## Stored data
━━━━━━━━━━━━━━━━
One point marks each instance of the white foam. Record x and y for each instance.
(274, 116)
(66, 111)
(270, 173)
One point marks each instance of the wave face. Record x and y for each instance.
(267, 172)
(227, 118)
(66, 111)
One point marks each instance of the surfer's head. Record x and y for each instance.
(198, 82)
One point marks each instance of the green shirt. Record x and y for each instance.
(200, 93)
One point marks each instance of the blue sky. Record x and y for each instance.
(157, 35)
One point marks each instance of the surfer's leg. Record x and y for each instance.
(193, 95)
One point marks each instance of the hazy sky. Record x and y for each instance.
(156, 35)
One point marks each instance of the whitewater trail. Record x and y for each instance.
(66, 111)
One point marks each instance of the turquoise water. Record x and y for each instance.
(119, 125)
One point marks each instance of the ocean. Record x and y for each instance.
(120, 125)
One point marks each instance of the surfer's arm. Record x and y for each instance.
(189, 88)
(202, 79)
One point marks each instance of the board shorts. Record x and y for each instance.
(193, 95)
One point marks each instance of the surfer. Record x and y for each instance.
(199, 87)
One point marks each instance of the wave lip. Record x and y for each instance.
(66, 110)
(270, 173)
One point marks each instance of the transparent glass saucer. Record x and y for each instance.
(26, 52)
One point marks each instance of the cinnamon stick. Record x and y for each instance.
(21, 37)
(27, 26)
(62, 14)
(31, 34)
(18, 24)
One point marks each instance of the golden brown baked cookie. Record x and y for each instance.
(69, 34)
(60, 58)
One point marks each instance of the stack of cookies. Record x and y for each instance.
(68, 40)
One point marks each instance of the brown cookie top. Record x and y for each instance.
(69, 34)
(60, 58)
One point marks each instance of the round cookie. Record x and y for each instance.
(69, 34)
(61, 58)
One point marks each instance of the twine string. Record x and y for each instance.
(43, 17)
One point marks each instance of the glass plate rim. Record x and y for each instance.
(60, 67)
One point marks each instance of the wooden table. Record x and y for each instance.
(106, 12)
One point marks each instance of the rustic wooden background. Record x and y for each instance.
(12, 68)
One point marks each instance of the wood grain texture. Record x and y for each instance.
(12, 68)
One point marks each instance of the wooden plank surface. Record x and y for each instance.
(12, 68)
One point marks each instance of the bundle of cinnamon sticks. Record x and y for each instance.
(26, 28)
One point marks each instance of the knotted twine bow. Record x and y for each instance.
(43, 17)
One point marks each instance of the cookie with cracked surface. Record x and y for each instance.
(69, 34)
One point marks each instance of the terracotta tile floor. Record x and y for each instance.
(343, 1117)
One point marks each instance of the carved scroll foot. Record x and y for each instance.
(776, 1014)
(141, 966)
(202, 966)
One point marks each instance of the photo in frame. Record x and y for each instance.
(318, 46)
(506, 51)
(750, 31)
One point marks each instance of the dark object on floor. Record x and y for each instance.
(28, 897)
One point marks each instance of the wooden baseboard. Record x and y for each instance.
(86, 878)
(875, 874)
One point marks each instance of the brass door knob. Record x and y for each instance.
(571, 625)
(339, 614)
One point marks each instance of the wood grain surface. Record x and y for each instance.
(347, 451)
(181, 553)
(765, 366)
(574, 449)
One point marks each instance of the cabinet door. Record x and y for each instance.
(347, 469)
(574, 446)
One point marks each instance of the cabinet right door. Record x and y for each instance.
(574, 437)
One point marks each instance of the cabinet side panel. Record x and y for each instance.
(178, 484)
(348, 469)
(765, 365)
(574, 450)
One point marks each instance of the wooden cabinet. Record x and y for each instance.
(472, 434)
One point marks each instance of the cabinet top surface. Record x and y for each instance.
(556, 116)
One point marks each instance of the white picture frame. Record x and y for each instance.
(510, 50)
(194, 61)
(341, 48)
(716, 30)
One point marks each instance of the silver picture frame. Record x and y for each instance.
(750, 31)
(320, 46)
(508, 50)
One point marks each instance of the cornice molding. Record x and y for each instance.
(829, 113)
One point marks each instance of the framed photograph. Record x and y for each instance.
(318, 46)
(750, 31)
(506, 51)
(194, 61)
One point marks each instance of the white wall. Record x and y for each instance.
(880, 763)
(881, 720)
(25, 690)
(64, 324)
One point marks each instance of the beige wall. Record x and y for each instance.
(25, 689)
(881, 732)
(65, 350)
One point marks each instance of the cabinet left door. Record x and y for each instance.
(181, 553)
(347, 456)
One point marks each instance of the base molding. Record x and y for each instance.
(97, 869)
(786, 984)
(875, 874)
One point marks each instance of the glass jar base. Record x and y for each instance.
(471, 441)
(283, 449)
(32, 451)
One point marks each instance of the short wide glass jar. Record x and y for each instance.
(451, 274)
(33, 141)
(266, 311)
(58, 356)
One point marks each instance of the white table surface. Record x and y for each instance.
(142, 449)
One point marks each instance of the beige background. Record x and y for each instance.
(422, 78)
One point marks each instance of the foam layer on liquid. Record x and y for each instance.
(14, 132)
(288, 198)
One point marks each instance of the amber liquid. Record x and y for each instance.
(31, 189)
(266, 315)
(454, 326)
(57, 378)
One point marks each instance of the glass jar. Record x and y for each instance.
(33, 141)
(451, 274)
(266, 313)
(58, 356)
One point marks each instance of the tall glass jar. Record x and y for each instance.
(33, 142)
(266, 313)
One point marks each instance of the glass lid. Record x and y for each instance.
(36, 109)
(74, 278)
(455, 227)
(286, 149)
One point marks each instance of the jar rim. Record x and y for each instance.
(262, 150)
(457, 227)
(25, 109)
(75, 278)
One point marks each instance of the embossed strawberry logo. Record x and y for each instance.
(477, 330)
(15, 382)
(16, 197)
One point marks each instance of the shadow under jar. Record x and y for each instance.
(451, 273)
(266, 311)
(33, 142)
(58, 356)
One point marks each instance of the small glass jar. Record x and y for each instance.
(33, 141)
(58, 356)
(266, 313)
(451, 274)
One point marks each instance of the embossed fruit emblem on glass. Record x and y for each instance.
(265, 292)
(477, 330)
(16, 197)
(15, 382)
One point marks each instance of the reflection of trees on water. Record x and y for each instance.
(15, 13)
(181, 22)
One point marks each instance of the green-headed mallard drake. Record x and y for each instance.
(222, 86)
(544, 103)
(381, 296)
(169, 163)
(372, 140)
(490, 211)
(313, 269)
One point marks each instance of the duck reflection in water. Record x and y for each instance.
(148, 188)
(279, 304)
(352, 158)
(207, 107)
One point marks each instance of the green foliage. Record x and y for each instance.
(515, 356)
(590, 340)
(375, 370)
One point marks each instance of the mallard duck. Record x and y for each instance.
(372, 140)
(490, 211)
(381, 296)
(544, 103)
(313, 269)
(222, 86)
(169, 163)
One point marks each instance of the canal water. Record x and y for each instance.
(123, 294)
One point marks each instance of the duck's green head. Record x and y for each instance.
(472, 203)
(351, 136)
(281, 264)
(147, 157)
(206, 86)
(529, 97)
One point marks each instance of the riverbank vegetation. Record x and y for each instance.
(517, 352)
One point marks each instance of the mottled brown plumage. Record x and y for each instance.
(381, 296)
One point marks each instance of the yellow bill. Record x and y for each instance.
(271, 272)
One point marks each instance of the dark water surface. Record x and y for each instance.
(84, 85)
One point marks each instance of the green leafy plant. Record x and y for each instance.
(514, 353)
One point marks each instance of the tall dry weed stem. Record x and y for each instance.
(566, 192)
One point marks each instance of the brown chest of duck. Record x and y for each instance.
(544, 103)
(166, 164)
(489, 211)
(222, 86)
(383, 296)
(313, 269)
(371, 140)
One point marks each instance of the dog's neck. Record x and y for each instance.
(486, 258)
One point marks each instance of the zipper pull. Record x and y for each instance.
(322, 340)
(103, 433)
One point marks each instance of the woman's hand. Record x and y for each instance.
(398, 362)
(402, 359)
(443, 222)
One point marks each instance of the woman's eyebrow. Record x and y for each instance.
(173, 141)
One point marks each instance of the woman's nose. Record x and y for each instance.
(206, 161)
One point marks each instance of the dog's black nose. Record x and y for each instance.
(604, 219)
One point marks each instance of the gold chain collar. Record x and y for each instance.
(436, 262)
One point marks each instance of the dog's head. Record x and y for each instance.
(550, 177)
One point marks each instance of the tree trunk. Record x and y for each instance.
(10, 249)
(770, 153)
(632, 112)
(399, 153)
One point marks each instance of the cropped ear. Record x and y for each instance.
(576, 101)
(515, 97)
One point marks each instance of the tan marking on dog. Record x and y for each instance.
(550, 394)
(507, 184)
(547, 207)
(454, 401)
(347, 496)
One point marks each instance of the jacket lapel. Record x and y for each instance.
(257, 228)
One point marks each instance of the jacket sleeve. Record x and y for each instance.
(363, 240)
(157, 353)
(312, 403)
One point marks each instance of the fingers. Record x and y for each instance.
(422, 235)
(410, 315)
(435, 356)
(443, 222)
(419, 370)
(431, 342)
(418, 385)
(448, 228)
━━━━━━━━━━━━━━━━
## YOUR GOAL
Locate the line that contains "One point marks each instance of the woman's eyebrow.". Repeat it and every line after it, up to and including the final line, exactly.

## THE REPLY
One point marks each instance of the woman's eyebrow. Record x and y for each instance.
(173, 141)
One point marks each instance of the woman's nose. Record x and y for each instance.
(206, 161)
One point marks each instance of the dog's black nose. Record x and y for each instance.
(604, 219)
One point marks each instance of the gold chain collar. Record x and y for each instance.
(436, 262)
One point marks each instance of the dog's head. Record x and y for each instance.
(550, 177)
One point marks each instance of the tree trunk. Record x and y for each instance.
(10, 249)
(770, 153)
(632, 112)
(399, 153)
One point marks each instance of the cropped ear. Record x and y for each instance.
(576, 101)
(515, 97)
One point marks each instance of the tan marking on dog. Record x and y for each instance.
(550, 394)
(507, 184)
(547, 207)
(454, 401)
(347, 496)
One point marks each instance of the jacket lapel. Record x and y for each instance.
(257, 228)
One point marks each instance of the jacket sleeve. Record x and y for each instance.
(363, 240)
(157, 353)
(312, 403)
One point marks each instance of the fingers. Record x and y for each instance.
(422, 235)
(410, 315)
(435, 356)
(443, 222)
(419, 370)
(431, 342)
(418, 385)
(448, 228)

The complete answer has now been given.